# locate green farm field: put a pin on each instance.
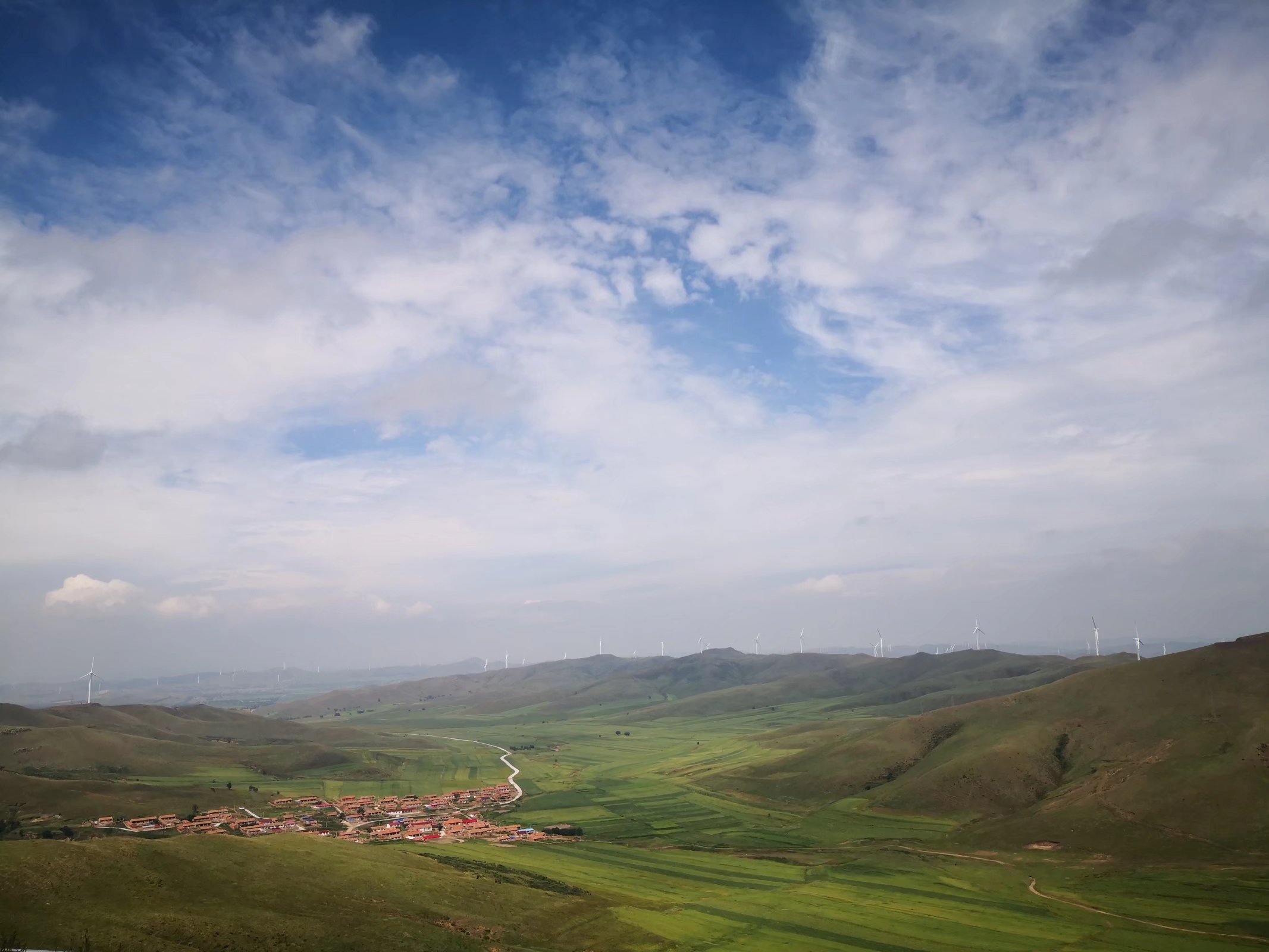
(744, 831)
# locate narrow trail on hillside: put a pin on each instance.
(1086, 908)
(513, 768)
(1033, 890)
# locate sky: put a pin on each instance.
(388, 331)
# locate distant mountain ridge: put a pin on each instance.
(1167, 750)
(713, 682)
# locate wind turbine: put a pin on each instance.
(90, 676)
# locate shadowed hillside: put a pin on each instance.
(1169, 749)
(85, 760)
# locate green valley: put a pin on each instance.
(807, 823)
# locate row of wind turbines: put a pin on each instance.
(879, 649)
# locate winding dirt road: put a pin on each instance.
(1086, 908)
(507, 753)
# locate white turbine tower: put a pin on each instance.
(92, 677)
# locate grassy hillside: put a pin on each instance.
(712, 682)
(1171, 752)
(292, 892)
(93, 760)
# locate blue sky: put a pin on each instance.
(493, 327)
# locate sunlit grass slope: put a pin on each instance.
(1170, 750)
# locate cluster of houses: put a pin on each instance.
(218, 821)
(396, 816)
(457, 826)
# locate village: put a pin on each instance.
(358, 819)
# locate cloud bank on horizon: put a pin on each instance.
(317, 324)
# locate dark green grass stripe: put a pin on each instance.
(1004, 904)
(682, 870)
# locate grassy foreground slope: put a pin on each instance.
(1168, 754)
(292, 892)
(92, 760)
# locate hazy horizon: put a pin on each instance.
(359, 333)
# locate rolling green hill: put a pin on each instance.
(719, 681)
(1171, 753)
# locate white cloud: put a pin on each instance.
(85, 592)
(664, 282)
(188, 607)
(825, 584)
(953, 318)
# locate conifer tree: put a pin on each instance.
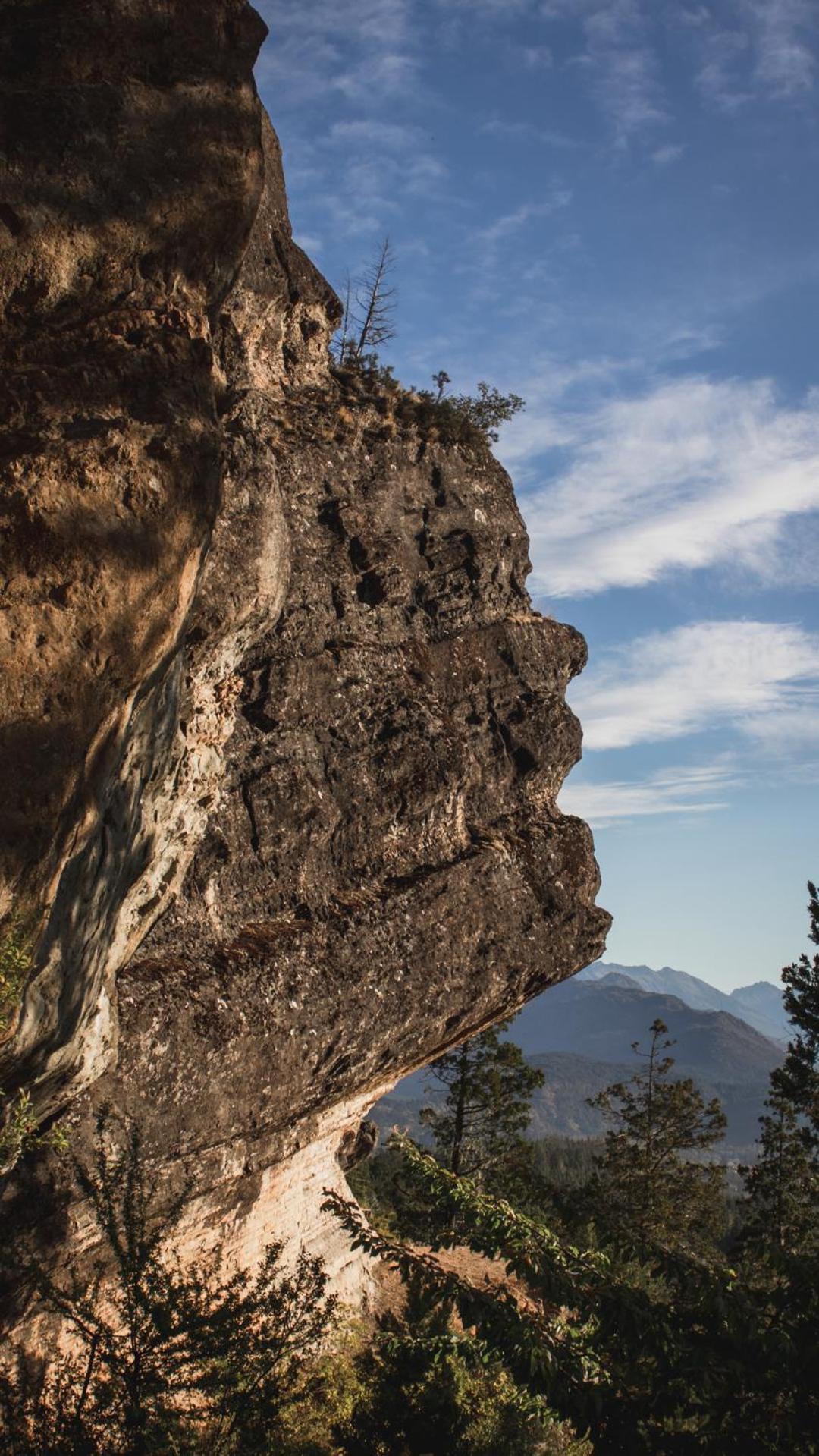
(645, 1190)
(783, 1186)
(486, 1113)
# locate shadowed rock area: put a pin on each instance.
(283, 736)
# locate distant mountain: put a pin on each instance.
(560, 1107)
(581, 1033)
(760, 1005)
(600, 1020)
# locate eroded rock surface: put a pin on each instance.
(283, 733)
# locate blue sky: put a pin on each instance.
(613, 210)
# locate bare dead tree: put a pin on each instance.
(373, 313)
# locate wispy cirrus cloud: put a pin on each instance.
(747, 676)
(620, 58)
(527, 131)
(690, 473)
(757, 47)
(676, 791)
(664, 156)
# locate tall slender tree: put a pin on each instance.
(488, 1105)
(783, 1186)
(645, 1188)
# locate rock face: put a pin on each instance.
(283, 736)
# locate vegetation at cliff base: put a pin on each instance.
(553, 1303)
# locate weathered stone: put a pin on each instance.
(283, 733)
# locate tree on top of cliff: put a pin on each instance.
(370, 309)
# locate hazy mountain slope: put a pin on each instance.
(601, 1021)
(760, 1005)
(560, 1107)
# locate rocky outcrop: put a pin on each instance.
(283, 733)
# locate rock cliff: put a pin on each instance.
(281, 733)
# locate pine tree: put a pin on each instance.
(488, 1107)
(783, 1186)
(645, 1190)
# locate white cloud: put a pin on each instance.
(692, 473)
(665, 155)
(527, 131)
(784, 63)
(514, 222)
(697, 678)
(361, 49)
(767, 47)
(671, 791)
(620, 60)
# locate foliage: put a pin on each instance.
(662, 1353)
(169, 1362)
(783, 1186)
(369, 322)
(432, 1388)
(479, 1131)
(645, 1190)
(20, 1133)
(485, 411)
(370, 307)
(19, 1126)
(15, 967)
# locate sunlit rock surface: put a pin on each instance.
(281, 733)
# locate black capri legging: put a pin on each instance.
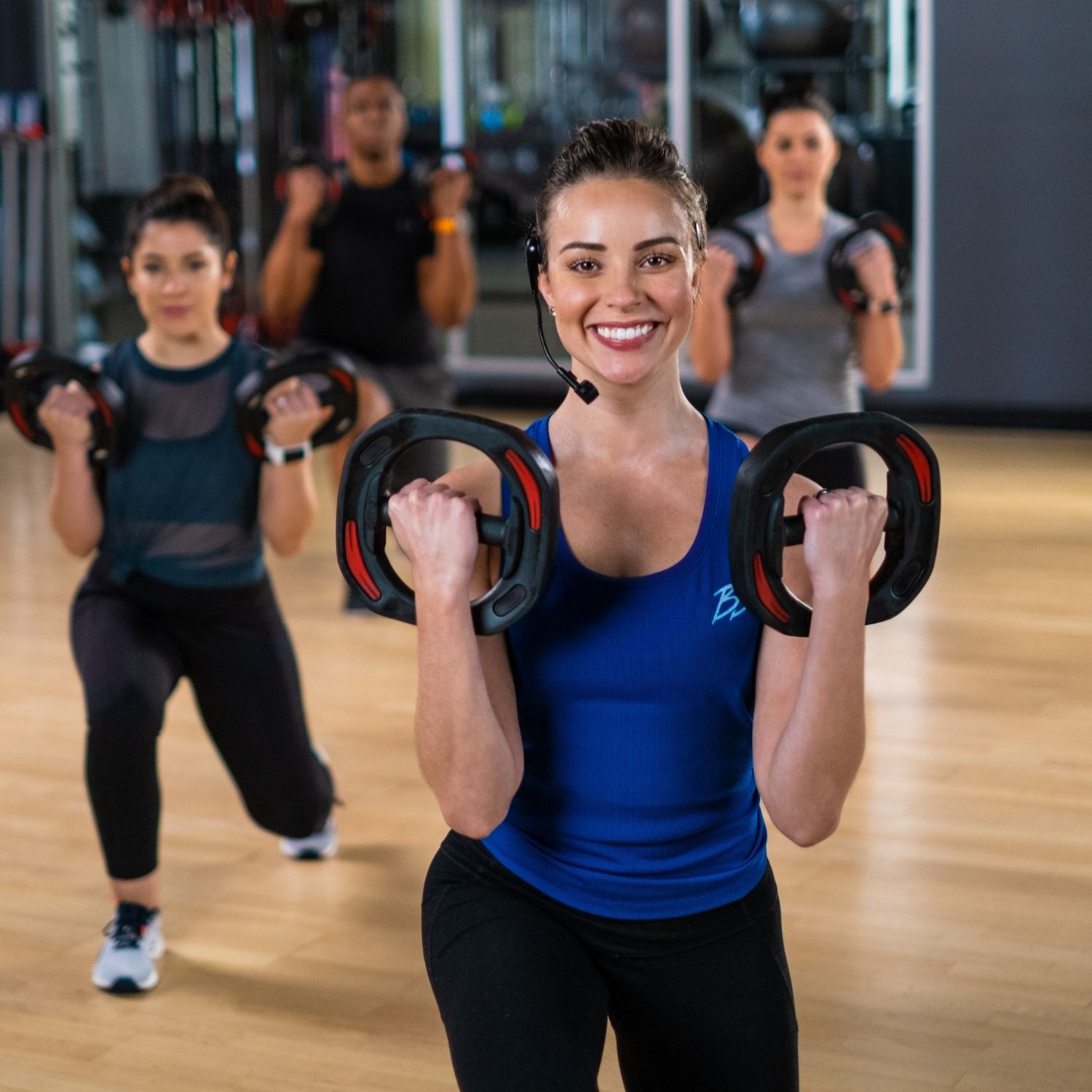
(526, 986)
(132, 644)
(836, 467)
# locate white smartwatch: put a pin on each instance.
(281, 456)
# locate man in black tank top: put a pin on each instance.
(373, 277)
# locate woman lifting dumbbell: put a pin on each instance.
(178, 585)
(601, 766)
(788, 351)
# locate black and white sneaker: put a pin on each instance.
(126, 962)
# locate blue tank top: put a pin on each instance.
(181, 505)
(636, 703)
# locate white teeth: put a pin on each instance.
(624, 333)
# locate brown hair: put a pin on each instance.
(795, 98)
(179, 199)
(622, 148)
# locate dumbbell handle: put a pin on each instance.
(794, 526)
(491, 529)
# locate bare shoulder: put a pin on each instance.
(480, 480)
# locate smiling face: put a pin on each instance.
(622, 275)
(178, 277)
(375, 118)
(799, 153)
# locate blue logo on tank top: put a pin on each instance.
(727, 604)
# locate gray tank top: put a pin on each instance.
(793, 344)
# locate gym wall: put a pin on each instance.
(1013, 216)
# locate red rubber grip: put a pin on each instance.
(530, 487)
(20, 421)
(766, 592)
(356, 565)
(921, 465)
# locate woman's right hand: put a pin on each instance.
(306, 190)
(719, 272)
(66, 415)
(435, 526)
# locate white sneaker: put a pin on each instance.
(317, 847)
(126, 962)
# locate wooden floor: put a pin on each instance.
(941, 941)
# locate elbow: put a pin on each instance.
(80, 547)
(74, 543)
(806, 831)
(473, 823)
(879, 384)
(285, 545)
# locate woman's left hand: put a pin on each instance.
(295, 414)
(842, 531)
(875, 269)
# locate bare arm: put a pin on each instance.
(467, 729)
(880, 347)
(292, 268)
(76, 513)
(288, 505)
(447, 282)
(286, 502)
(810, 713)
(711, 331)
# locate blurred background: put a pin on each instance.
(965, 122)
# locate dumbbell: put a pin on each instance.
(330, 373)
(874, 227)
(760, 531)
(28, 379)
(528, 537)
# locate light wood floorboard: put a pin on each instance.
(939, 941)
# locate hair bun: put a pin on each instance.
(181, 185)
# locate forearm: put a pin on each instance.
(288, 274)
(288, 505)
(450, 290)
(819, 753)
(76, 513)
(711, 340)
(879, 349)
(467, 760)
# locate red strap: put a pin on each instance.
(530, 487)
(356, 565)
(766, 592)
(17, 416)
(344, 378)
(104, 408)
(921, 465)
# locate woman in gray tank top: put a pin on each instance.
(788, 351)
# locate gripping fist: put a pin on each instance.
(875, 269)
(719, 273)
(842, 531)
(295, 414)
(435, 526)
(66, 415)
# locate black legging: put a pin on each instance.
(526, 987)
(836, 467)
(132, 644)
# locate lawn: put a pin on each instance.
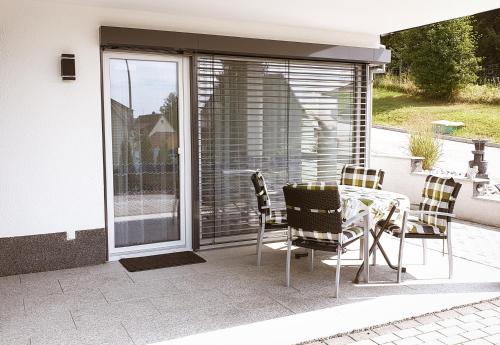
(398, 109)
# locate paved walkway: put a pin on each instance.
(475, 324)
(228, 300)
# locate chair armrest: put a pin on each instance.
(430, 213)
(354, 218)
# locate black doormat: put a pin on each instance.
(144, 263)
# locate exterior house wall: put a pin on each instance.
(399, 178)
(52, 206)
(52, 180)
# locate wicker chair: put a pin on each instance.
(355, 176)
(432, 220)
(314, 215)
(269, 219)
(362, 177)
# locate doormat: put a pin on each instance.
(152, 262)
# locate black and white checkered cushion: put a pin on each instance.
(413, 227)
(347, 234)
(437, 195)
(276, 217)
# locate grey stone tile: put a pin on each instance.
(407, 324)
(141, 290)
(41, 277)
(344, 340)
(69, 301)
(112, 314)
(108, 267)
(492, 330)
(386, 338)
(9, 282)
(161, 274)
(427, 319)
(475, 334)
(363, 335)
(21, 340)
(11, 306)
(385, 329)
(102, 336)
(210, 301)
(40, 288)
(94, 281)
(35, 324)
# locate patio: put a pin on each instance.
(228, 300)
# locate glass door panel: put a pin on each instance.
(144, 102)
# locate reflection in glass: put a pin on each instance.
(145, 138)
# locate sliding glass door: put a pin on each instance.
(293, 120)
(145, 124)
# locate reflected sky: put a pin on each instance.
(151, 81)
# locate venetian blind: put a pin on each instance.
(293, 120)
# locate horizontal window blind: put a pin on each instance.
(293, 120)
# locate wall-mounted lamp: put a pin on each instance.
(68, 67)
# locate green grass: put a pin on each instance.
(398, 109)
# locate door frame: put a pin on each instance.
(185, 221)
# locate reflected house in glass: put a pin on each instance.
(294, 121)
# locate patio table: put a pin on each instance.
(380, 205)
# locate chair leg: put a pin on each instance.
(361, 248)
(401, 247)
(366, 249)
(288, 261)
(424, 249)
(400, 257)
(337, 272)
(311, 262)
(450, 254)
(259, 243)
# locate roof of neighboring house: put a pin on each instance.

******************************

◆ **WHAT TO PRODUCE**
Repeat exactly, and only, the lines of the records above, starting with the line that contains "# locate venetian" and ending with the final line, both included.

◆ **WORKED SOLUTION**
# locate venetian blind: put a pin on each instance.
(293, 120)
# locate horizontal window blind: put a pin on each instance.
(293, 120)
# locate wall-mounted lamp: put a pin on each instance.
(68, 67)
# locate green grass: put a pin on each instance.
(398, 109)
# locate door frame: put a pin on each instance.
(185, 221)
# locate reflected house in glass: put a pin on each instance.
(294, 121)
# locate patio table: put a pin on each instance.
(380, 205)
# locate chair leg: put a pin on each instance.
(361, 248)
(401, 247)
(366, 249)
(288, 261)
(424, 249)
(400, 257)
(337, 272)
(311, 262)
(450, 254)
(259, 243)
# locate roof of neighboring house: put a pin on each instance.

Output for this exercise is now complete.